- _WORK TASK_
What is needed here is every line of the records that includes "covered".

Collected data entries:
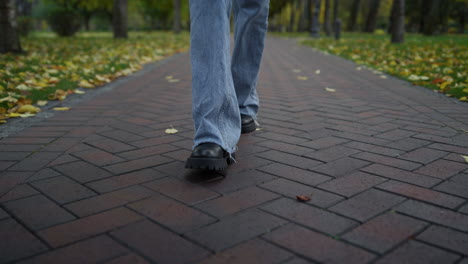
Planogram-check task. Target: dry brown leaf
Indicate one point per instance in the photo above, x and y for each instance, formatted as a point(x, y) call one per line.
point(303, 198)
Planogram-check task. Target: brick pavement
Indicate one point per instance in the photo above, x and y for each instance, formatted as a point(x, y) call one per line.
point(379, 158)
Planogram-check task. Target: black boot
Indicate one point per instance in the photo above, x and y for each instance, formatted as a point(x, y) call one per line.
point(209, 156)
point(248, 124)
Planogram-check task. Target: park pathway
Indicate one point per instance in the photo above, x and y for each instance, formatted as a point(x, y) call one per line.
point(379, 158)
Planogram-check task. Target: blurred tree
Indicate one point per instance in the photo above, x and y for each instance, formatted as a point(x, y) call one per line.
point(398, 21)
point(353, 16)
point(9, 40)
point(371, 20)
point(177, 17)
point(120, 19)
point(327, 22)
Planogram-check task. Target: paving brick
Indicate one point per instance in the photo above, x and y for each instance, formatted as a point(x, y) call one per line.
point(13, 156)
point(17, 242)
point(317, 246)
point(138, 164)
point(38, 212)
point(396, 134)
point(442, 169)
point(453, 187)
point(434, 214)
point(89, 226)
point(8, 180)
point(237, 181)
point(331, 154)
point(309, 216)
point(341, 167)
point(289, 159)
point(182, 190)
point(422, 194)
point(109, 200)
point(110, 145)
point(122, 136)
point(293, 189)
point(408, 144)
point(171, 213)
point(97, 157)
point(248, 225)
point(367, 204)
point(352, 184)
point(18, 192)
point(414, 252)
point(82, 172)
point(26, 140)
point(401, 175)
point(158, 244)
point(62, 189)
point(254, 251)
point(236, 201)
point(423, 155)
point(125, 180)
point(130, 258)
point(35, 161)
point(294, 174)
point(94, 250)
point(284, 147)
point(43, 174)
point(384, 232)
point(446, 238)
point(323, 143)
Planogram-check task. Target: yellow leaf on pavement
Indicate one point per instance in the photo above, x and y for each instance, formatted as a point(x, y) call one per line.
point(466, 158)
point(61, 108)
point(86, 84)
point(171, 130)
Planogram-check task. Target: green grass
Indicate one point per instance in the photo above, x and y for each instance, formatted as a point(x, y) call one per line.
point(438, 63)
point(88, 60)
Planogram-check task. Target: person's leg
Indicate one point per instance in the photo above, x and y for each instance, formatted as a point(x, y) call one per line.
point(214, 104)
point(251, 22)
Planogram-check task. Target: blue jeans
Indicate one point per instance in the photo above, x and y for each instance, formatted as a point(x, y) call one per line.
point(223, 87)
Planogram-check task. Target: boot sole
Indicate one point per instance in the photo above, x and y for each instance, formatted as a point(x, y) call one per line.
point(249, 128)
point(207, 164)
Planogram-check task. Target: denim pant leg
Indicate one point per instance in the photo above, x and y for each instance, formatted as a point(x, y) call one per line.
point(251, 23)
point(214, 104)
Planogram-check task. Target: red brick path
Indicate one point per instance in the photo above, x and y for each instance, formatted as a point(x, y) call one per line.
point(380, 159)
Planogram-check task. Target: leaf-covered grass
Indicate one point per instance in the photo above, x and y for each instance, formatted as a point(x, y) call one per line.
point(439, 63)
point(53, 67)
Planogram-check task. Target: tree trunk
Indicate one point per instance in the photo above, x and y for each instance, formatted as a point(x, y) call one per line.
point(398, 22)
point(292, 21)
point(120, 19)
point(9, 40)
point(315, 27)
point(430, 17)
point(353, 16)
point(371, 21)
point(177, 22)
point(327, 22)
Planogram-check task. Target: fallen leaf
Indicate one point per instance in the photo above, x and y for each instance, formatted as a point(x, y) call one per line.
point(86, 84)
point(79, 91)
point(61, 108)
point(466, 158)
point(171, 130)
point(42, 102)
point(28, 109)
point(303, 198)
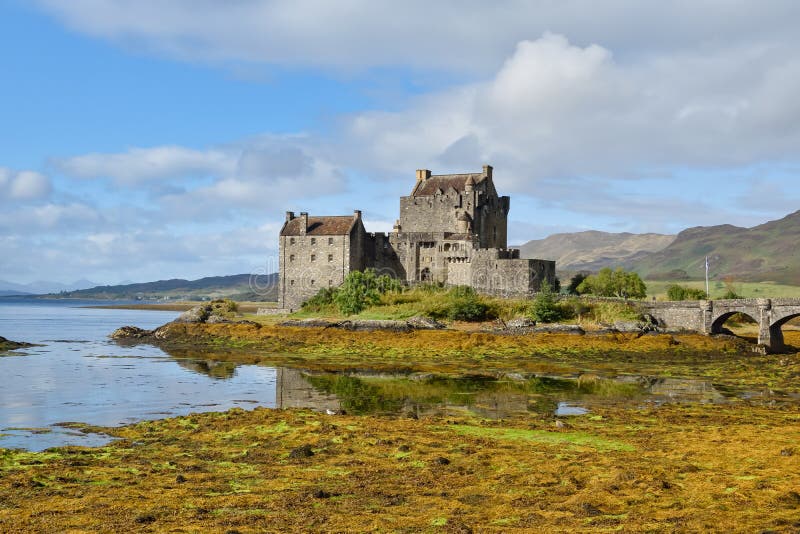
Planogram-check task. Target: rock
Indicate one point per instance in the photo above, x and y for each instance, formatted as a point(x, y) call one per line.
point(590, 509)
point(130, 332)
point(303, 451)
point(308, 323)
point(214, 319)
point(144, 519)
point(560, 329)
point(198, 314)
point(520, 322)
point(419, 322)
point(7, 344)
point(372, 325)
point(628, 327)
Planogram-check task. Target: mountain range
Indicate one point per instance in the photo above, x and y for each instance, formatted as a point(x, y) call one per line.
point(41, 286)
point(767, 252)
point(592, 250)
point(238, 286)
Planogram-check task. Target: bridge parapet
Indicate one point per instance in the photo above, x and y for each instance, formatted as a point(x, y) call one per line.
point(708, 316)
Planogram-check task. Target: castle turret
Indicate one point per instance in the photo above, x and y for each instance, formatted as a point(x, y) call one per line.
point(303, 222)
point(464, 223)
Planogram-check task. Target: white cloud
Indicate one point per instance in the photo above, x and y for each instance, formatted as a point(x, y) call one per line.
point(23, 185)
point(139, 165)
point(556, 110)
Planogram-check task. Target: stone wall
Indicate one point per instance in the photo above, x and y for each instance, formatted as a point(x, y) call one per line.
point(690, 315)
point(500, 272)
point(311, 262)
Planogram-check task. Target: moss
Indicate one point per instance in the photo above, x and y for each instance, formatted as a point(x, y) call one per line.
point(578, 439)
point(684, 467)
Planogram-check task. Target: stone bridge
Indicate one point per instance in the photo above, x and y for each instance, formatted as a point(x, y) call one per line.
point(708, 316)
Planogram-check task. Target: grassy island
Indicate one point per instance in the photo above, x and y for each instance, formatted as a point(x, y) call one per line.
point(727, 464)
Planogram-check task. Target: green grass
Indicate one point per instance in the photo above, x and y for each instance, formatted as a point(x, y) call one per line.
point(579, 439)
point(658, 288)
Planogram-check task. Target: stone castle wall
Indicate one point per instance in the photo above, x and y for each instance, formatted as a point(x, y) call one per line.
point(502, 273)
point(452, 229)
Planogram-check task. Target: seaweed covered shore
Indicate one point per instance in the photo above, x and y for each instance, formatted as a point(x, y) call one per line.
point(731, 468)
point(728, 466)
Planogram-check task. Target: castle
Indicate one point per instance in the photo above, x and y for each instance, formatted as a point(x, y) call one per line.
point(452, 230)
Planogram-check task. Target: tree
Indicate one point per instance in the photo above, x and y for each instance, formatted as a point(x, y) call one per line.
point(465, 305)
point(362, 289)
point(545, 307)
point(574, 282)
point(617, 283)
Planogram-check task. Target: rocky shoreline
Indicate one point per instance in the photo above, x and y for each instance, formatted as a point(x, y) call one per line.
point(7, 344)
point(215, 314)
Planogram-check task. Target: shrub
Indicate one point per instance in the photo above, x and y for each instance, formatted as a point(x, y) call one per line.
point(224, 307)
point(618, 283)
point(363, 289)
point(678, 292)
point(465, 305)
point(545, 308)
point(323, 299)
point(575, 282)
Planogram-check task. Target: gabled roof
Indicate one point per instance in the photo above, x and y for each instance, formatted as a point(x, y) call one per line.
point(444, 182)
point(327, 225)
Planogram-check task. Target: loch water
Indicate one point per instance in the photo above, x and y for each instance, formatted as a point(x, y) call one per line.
point(75, 373)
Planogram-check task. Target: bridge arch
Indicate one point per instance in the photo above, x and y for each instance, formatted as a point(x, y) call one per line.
point(776, 329)
point(719, 320)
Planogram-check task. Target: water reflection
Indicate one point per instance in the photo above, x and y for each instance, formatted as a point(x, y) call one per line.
point(212, 368)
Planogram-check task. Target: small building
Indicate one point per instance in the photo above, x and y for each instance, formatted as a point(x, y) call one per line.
point(452, 230)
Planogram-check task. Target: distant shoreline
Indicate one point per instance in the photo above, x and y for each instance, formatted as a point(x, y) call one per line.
point(244, 307)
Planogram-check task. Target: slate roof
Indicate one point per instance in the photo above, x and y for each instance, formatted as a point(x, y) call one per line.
point(444, 182)
point(328, 225)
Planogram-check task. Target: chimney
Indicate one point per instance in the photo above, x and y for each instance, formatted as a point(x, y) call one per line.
point(304, 224)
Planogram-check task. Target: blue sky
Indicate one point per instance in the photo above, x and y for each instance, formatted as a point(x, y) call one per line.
point(158, 139)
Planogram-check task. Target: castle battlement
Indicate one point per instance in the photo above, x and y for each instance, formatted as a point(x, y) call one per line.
point(452, 229)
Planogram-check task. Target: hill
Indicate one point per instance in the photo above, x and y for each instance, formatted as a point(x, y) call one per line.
point(236, 286)
point(593, 250)
point(767, 252)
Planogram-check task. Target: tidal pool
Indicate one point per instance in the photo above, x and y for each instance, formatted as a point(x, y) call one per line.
point(76, 374)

- _SOLVED PROBLEM_
Planogram-check task. Target: leaf-covered grass
Planogram-check task. Target: seaweed covered shore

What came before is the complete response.